PAGE EXCERPT -
:::::

Protein sequences have been selected by evolution to fold into specific structures, stabilized by a subtle balance of interactions involving protein and solvent1,2. In contrast, random polymers of amino acids are very unlikely to adopt a specific, folded structure3,4, and exhibit instead a more disordered structure5. A powerful approach to understand the evolution of proteins and the basis of folding is to perform computer simulations that mimic evolution. This can be done with computational protein design (CPD), which explores a large set of sequences and selects ones predicted to adopt a given fold6,7,8. A typical simulation imposes a specific geometry for the protein backbone, corresponding to the experimental conformation of a natural protein. Side chains are mutated randomly. Variants with a favorable predicted folding free energy are saved. The folded state energy function can be physics-based or knowledge-based9,10,11 while the unfolded state energy is knowledge-based. The protein is considered “redesigned” if most of the protein side chains are allowed to mutate during the simulation.

The successful redesign of complete proteins was reported in 20037,12 and small miniproteins were redesigned even earlier6,13. Several other successes were obtained14,15,16,17, including a study where 15000 miniproteins (40–43 amino acids) were redesigned18. 6% of the designs were shown to be successful; i.e., the designed miniproteins folded into the correct tertiary structure. The others either could not be overexpressed and purified, or did not fold as predicted. All of the applications to proteins described the folded structure with an energy function that was at least partly knowledge-based, or statistical. Statistical energy terms included terms derived from experimental amino acid propensities and evolutionary covariances17, terms derived from inter-residue distance distributions in crystal structures16, and terms derived from torsion angle and hydrogen-bond distance distributions in crystal structures11,14,15. All of the applications described the unfolded structure with a fully statistical, knowledge-based model.

:::::

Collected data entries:
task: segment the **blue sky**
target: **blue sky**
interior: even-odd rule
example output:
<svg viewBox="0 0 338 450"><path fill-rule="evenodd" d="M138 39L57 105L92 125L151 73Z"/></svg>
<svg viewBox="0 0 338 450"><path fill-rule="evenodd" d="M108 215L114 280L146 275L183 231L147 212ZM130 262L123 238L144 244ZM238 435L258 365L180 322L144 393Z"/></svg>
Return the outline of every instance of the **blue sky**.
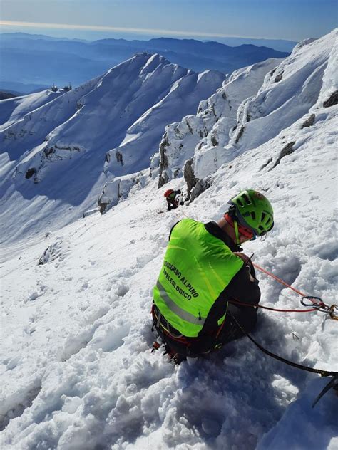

:::::

WORK TASK 1 -
Answer these questions using the protein design text.
(a) In a typical computational protein design simulation, what is imposed on the protein backbone?
(b) What percentage of the redesigned miniproteins in the study of 15000 designs folded into the correct tertiary structure?
(c) What kind of model did all of the applications use to describe the unfolded structure?
WORK TASK 2 - Carry on the protein design text from its final sentence.

OUTPUT 1 -
(a) A specific geometry is imposed, corresponding to the experimental conformation of a natural protein.
(b) 6% of the designs were successful.
(c) They used a fully statistical, knowledge-based model.

OUTPUT 2 -
Energy functions for the folded state can also be non-empirical, or physics-based, and taken from molecular mechanics19. There are then only two energy terms for nonbonded interactions between protein atoms, which correspond to the elementary Coulomb and Lennard-Jones effects. Their parameterization relies mainly on fitting quantum chemical calculations performed on small model compounds in the gas phase. The solvent is described implicitly, using varying levels of approximation20. The most rigorous model used so far is a dielectric continuum model21. This requires solving a differential equation, which is technically impractical in a protein design framework. Therefore, a Generalized Born (GB) approximation is more common. GB contains much of the same physics but provides a simpler, analytical energy expression20. GB models have been studied extensively in the context of protein design but also molecular dynamics, free energy simulations, acid/base calculations, ligand binding and protein folding22,23,24,25. They reproduce the behavior of the dielectric continuum model rather accurately. Therefore, an energy function that combines molecular mechanics for the protein with a GB solvent can be considered “physics-based”, even though it is not entirely constructed from first principles. A molecular mechanics energy, combined with a very simple solvent model, was used to design two artificial proteins that each consisted of a four-helix bundle, where an elementary unit of 34 amino acids was replicated four times26,27. However, until now, there has not been a complete, experimentally-verified redesign of a natural protein using a physics-based energy function for the folded protein.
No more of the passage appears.